→ **TASK TO CARRY OUT**: Reproduce only the rows from the one containing "Put a dot on each instance of the black" through the last of the rows, requests included, and increase every coordinate in the answers by 71.

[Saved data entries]
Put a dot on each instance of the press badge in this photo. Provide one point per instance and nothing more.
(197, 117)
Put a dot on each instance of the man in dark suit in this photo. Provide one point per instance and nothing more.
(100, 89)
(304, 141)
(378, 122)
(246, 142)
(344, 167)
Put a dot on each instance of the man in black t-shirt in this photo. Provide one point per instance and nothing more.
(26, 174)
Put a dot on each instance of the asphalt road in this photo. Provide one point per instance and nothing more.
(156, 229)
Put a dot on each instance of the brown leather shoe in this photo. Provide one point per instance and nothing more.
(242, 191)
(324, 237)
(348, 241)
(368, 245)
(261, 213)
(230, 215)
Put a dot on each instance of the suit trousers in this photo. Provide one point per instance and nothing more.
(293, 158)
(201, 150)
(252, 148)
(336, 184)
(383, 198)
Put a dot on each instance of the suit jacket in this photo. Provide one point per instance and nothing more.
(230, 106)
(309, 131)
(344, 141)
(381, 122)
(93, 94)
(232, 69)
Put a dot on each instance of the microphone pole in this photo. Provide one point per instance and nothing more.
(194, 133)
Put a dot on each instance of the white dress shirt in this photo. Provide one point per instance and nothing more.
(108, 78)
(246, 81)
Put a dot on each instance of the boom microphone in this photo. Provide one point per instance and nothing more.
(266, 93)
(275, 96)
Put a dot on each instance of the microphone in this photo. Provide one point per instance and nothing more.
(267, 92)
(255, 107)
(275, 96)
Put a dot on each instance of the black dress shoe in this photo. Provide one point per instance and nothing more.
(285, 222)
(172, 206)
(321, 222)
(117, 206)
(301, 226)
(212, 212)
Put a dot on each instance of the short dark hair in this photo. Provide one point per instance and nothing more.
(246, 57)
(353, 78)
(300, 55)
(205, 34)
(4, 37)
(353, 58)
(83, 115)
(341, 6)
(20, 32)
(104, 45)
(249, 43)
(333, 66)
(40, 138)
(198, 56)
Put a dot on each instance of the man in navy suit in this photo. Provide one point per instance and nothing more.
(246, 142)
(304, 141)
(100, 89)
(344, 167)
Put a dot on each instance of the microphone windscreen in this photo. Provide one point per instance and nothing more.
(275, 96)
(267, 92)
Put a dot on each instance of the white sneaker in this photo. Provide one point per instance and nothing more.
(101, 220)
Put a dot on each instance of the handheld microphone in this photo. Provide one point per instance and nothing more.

→ **WRITTEN RESPONSE**:
Put a dot on each instance of the black dress shoe in this photo. Provide one point per instance and nothing more.
(356, 293)
(243, 277)
(392, 293)
(188, 277)
(372, 297)
(283, 283)
Put a dot on each instance of the short dark hair in this photo. Provide one point per instance and nothing more.
(317, 128)
(424, 149)
(371, 126)
(276, 105)
(75, 108)
(424, 129)
(154, 186)
(412, 77)
(91, 103)
(175, 116)
(320, 114)
(404, 137)
(111, 209)
(269, 127)
Put a dot on each instance of the man in navy suit in this photo. Provide one point per instance and nothing more.
(317, 213)
(375, 212)
(171, 160)
(415, 238)
Put a dot on each instance of the microphone windscreen in this photo. Provide one point per instance and nothing more.
(346, 167)
(338, 163)
Put a dot on each instance of the white sneaker in this photo. Provide one point per instance and nothing more.
(172, 291)
Put a dot on each instance of the handheld microphone in this photo. Provide one point per instance and nothing more.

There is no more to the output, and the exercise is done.